▸ How to complete this task
Having read the listing below, repeat it exactly.

▸ Working data

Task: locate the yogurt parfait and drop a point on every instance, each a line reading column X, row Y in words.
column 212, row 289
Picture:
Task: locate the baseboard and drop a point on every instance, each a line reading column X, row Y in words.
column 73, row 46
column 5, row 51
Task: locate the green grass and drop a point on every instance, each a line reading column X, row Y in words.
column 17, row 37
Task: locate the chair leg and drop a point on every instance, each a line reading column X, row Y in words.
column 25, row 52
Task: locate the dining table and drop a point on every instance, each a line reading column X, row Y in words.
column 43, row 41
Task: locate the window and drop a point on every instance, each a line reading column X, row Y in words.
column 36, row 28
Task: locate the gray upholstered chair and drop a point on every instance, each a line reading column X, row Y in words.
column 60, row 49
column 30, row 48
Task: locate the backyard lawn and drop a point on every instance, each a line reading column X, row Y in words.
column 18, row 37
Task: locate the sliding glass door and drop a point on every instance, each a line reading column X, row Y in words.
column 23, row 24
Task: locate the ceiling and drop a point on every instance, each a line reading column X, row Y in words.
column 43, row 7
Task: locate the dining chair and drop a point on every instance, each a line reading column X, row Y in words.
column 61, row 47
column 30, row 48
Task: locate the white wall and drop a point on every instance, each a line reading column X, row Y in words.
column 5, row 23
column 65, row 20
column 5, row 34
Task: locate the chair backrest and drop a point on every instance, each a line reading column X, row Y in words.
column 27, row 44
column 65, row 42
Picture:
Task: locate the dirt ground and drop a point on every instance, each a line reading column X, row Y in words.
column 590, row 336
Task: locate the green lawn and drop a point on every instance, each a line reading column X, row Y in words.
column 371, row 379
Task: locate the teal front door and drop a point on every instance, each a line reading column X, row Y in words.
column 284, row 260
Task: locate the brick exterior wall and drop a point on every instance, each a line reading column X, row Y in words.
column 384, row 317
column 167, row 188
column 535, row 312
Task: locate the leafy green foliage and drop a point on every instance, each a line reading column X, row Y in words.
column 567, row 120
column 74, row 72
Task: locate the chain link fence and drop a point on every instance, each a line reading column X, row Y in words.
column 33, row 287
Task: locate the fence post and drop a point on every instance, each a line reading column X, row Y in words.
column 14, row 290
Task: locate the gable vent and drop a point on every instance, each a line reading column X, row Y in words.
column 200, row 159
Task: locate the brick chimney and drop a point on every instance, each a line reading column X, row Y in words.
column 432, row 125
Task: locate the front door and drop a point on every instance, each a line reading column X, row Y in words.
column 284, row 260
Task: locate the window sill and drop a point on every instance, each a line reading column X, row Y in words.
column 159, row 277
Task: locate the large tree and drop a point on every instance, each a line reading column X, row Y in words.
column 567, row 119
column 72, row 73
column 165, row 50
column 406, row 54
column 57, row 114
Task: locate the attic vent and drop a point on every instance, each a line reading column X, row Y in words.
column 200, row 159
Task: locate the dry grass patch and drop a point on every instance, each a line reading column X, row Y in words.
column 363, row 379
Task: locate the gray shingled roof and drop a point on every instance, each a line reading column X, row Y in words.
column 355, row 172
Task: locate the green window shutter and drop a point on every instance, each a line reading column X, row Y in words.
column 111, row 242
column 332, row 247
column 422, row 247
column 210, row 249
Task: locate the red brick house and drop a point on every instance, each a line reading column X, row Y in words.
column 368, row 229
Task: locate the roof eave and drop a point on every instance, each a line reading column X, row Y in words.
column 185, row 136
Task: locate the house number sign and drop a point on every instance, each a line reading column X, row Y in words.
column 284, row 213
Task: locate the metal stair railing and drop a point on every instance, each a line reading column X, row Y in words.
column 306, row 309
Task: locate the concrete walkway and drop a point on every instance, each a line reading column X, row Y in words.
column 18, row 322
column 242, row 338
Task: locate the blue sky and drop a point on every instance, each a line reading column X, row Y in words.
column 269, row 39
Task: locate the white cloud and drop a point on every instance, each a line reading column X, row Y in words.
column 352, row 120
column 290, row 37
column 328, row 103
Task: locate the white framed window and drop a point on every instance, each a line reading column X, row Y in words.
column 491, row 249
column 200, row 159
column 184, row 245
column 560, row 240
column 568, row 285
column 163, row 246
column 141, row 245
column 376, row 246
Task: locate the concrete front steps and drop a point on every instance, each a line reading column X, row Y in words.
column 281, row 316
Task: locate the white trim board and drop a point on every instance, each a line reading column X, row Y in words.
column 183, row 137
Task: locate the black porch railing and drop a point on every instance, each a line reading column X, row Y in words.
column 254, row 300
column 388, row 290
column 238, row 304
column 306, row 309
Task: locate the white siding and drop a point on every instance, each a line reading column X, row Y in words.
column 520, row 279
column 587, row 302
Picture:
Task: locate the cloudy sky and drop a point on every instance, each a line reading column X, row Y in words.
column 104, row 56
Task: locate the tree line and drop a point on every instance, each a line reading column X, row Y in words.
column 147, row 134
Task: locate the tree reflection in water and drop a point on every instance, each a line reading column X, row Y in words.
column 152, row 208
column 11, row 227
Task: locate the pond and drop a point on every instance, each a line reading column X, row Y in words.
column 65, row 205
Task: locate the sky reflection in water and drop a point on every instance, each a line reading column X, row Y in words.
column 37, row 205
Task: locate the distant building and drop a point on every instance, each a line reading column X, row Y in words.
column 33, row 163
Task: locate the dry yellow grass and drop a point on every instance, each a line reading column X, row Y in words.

▸ Output for this task
Task: locate the yogurt parfait and drop a point on every instance, each a line reading column X, row Y in words.
column 212, row 289
Picture:
Task: locate the baseboard and drop a point on every instance, each a line reading column X, row Y in words.
column 73, row 46
column 5, row 51
Task: locate the green grass and drop a point on every instance, each a line reading column X, row Y in words.
column 17, row 37
Task: locate the chair leg and drop a point on every instance, each a line reading column X, row Y in words.
column 25, row 52
Task: locate the dining table and drop a point on every instance, each a line reading column X, row Y in words.
column 43, row 41
Task: locate the window and drop a point on every instance, each a line reading column X, row Y in words.
column 36, row 28
Task: locate the gray upholstered chair and drop a point on every instance, each a line reading column X, row Y in words.
column 60, row 49
column 30, row 48
Task: locate the backyard lawn and drop a point on every instance, each a line reading column X, row Y in words.
column 18, row 37
Task: locate the sliding glass door and drop a point on every instance, each a line reading column X, row Y in words.
column 23, row 24
Task: locate the ceiling and drop a point on every instance, each a line reading column X, row Y in words.
column 43, row 7
Task: locate the dining chair and drop a point on every instance, each a line reading column X, row Y in words.
column 61, row 47
column 30, row 48
Task: locate the white wall and drop a point on every instance, each a line reading column X, row Y in words.
column 5, row 23
column 65, row 20
column 5, row 34
Task: locate the chair backrest and drop a point on every instance, each a line reading column X, row Y in words.
column 27, row 44
column 65, row 42
Picture:
Task: locate the dirt ground and drop a point on every instance, each a line reading column X, row Y in words.
column 590, row 336
Task: locate the green lawn and drop a point on every instance, each a line reading column X, row Y in words.
column 371, row 379
Task: locate the teal front door and drop a point on every instance, each a line reading column X, row Y in words.
column 284, row 260
Task: locate the brick exterior wall and drop a point on every instance, each a line reading column X, row Y in words.
column 384, row 317
column 167, row 188
column 535, row 312
Task: locate the leafy green foliage and drop a point on every instance, each a line reading column X, row Y in words.
column 567, row 120
column 74, row 72
Task: locate the chain link fence and drop a point on every instance, each a line reading column X, row Y in words.
column 33, row 287
Task: locate the fence post and drop a point on every instance, each a line reading column X, row Y in words.
column 14, row 290
Task: locate the gable vent and drop a point on every instance, each a line reading column X, row Y in words.
column 200, row 159
Task: locate the brick chimney and drop a point on every instance, each a line reading column X, row Y in words.
column 432, row 125
Task: locate the front door and drop a point on every instance, each a line reading column X, row Y in words.
column 284, row 260
Task: locate the window sill and drop a point on every instance, each a line reading column X, row Y in words.
column 159, row 277
Task: locate the large tree and drop a point on every instance, each a line reading column X, row Y in words.
column 567, row 119
column 72, row 73
column 165, row 50
column 406, row 54
column 57, row 114
Task: locate the attic vent and drop a point on every instance, each a line reading column X, row Y in words.
column 200, row 159
Task: locate the dry grass patch and drop a point on every instance, each a line reading column X, row Y in words.
column 363, row 379
Task: locate the gray shingled roof and drop a point on every instance, each a line reading column X, row Y in words.
column 355, row 172
Task: locate the green window shutter and drop a point on every instance, each a line reading column X, row Y in words.
column 111, row 242
column 332, row 247
column 422, row 247
column 210, row 249
Task: locate the red brick house and drop a point on every instance, each a line reading column X, row Y in words.
column 368, row 229
Task: locate the roof eave and drop a point on every instance, each a line reading column X, row Y in words.
column 185, row 136
Task: locate the house number sign and drop a point on every instance, each a line reading column X, row Y in words.
column 284, row 213
Task: locate the metal stair railing and drop a point on every instance, each a line reading column X, row Y in words.
column 306, row 309
Task: locate the concrete walkway and drop a point on every instance, each a line reading column X, row Y in words.
column 18, row 322
column 242, row 338
Task: locate the blue sky and drop a point on every instance, each a line reading column X, row Y in words.
column 269, row 39
Task: locate the white cloud and drop a point on every instance, each a line reading column X, row Y in words.
column 352, row 120
column 290, row 37
column 328, row 103
Task: locate the white framed window and drop a point on every instance, each a line reading column X, row Y in words.
column 491, row 249
column 200, row 159
column 184, row 245
column 560, row 240
column 568, row 285
column 163, row 246
column 141, row 245
column 376, row 246
Task: locate the concrete front steps and drop a point on every instance, each a line reading column X, row Y in words.
column 281, row 316
Task: locate the white trim board and drop a point on every instance, each a line reading column X, row Y in words.
column 183, row 137
Task: locate the black porch railing and drop a point on every instance, each a line reading column X, row Y in words.
column 254, row 300
column 388, row 290
column 238, row 304
column 306, row 309
Task: locate the white siding and drop a point on every instance, each a line reading column X, row Y in words.
column 520, row 279
column 587, row 302
Picture:
Task: locate the cloudy sky and drop a point on every instance, each a line reading column X, row Y in words.
column 104, row 56
Task: locate the tree line and drop a point on every instance, each a line reading column X, row Y in words.
column 147, row 134
Task: locate the tree reflection in water and drop a point on every instance, each a line reading column X, row Y in words.
column 152, row 208
column 11, row 227
Task: locate the pond and drop a point on every instance, each a line reading column X, row Y in words.
column 65, row 205
Task: locate the sky reflection in water and drop a point on every instance, each a line reading column X, row Y in words.
column 37, row 205
Task: locate the distant building and drop a point on every instance, each a line reading column X, row Y in words.
column 33, row 163
Task: locate the dry yellow grass and drop a point on every instance, each a line reading column X, row Y in words.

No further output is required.